▸ LISTA DE TAREAS:
1 – Transcribe, de la consulta sobre el amplificador lineal VHF, el fragmento que va de "Hola buenas tardes,queria" a "pueblo chico ).".
2 – Sigue escribiendo la consulta del foro sobre el amplificador lineal VHF a partir de su última oración.

▸ TEXTO SELECCIONADO:
-*-

# Ayuda con amplificador lineal VHF



## matias2504 (Jun 7, 2017)

Hola buenas tardes,queria plantearles un inconveniente que tengo,resulta que me hice un amplificador lineal con un par de transistores 2sc2237 y 2sc2630,los mismos los saque de una radio vhf,el problema es el siguiente:conecto el amplificador con un pll de 1w,calibro los trimers y el instrumento me marca buena potencia,la misma se incrementa bastante (40w aprox.) pero cuando salgo a chequear alcance,este llega a cinco cuadras nada mas,sin embargo cuando conecto el pll de 1w solo,este me cubre aproximadamente 2km (vivo en un pueblo chico ).
Queria saber si alguien me puede dar una mano,puede ser que el amplificador este trabajando en otra frecuencia ?

-*-

▸ REGISTROS GUARDADOS:
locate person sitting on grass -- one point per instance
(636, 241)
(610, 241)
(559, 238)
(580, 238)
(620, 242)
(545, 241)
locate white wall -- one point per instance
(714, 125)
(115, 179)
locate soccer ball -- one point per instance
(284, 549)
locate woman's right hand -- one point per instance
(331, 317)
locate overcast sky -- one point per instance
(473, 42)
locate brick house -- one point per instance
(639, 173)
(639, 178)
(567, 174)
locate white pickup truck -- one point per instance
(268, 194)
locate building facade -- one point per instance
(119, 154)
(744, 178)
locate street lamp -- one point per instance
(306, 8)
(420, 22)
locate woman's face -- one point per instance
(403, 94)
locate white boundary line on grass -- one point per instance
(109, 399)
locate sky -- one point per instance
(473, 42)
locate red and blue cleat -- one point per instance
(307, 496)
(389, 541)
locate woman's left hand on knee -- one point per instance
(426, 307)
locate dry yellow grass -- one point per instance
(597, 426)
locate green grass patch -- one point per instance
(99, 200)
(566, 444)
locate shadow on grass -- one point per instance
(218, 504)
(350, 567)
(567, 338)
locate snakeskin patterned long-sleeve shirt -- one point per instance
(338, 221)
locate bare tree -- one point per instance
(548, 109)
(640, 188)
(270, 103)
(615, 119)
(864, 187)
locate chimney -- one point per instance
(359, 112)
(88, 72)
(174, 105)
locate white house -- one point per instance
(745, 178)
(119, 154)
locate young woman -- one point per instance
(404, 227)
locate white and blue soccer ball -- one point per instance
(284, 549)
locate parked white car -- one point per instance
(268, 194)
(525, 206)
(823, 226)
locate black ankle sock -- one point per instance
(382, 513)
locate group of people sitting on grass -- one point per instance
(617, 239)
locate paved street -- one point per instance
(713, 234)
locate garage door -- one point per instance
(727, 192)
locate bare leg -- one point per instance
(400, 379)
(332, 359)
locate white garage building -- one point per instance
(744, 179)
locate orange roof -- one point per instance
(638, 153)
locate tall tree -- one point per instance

-*-

▸ RESULTADOS:
1 –
Hola buenas tardes,queria plantearles un inconveniente que tengo,resulta que me hice un amplificador lineal con un par de transistores 2sc2237 y 2sc2630,los mismos los saque de una radio vhf,el problema es el siguiente:conecto el amplificador con un pll de 1w,calibro los trimers y el instrumento me marca buena potencia,la misma se incrementa bastante (40w aprox.) pero cuando salgo a chequear alcance,este llega a cinco cuadras nada mas,sin embargo cuando conecto el pll de 1w solo,este me cubre aproximadamente 2km (vivo en un pueblo chico ).

2 –
Subo fotos,quizas puedan servir.
Muchas gracias y quedo a la espera de novedades.


----------



## Daniel Lopes (Jun 7, 2017)

Hola caro Don matias2504 , se no for de muchas molestias podrias subir lo diagrama esquemactico dese Lineal?.
No quedo claro veer  la adaptación entre los transistor 2SC2237 y lo 2SC2630.
Te recomendo altamente veer ese Link aca ;http://ludens.cl/Electron/fmtx/fmtx.html , en el hay un Lineal muy bien elaborado donde puedes enpleyar los transistores que tienes en las manos.
Te recomendo tanbien leer bien detenidamente ese tema aca : https://www.forosdeelectronica.com/f22/teoria-practica-lineales-rf-114370/ en el hay valiosas dicas !.
!Suerte!.
Att,
Daniel Lopes.


----------



## Gudino Roberto duberlin (Jun 7, 2017)

Hola, que tipo de instrumento tienes?
Que valor de R.O.E. para la max. potencia?
Que radiante usas?


----------



## matias2504 (Jun 7, 2017)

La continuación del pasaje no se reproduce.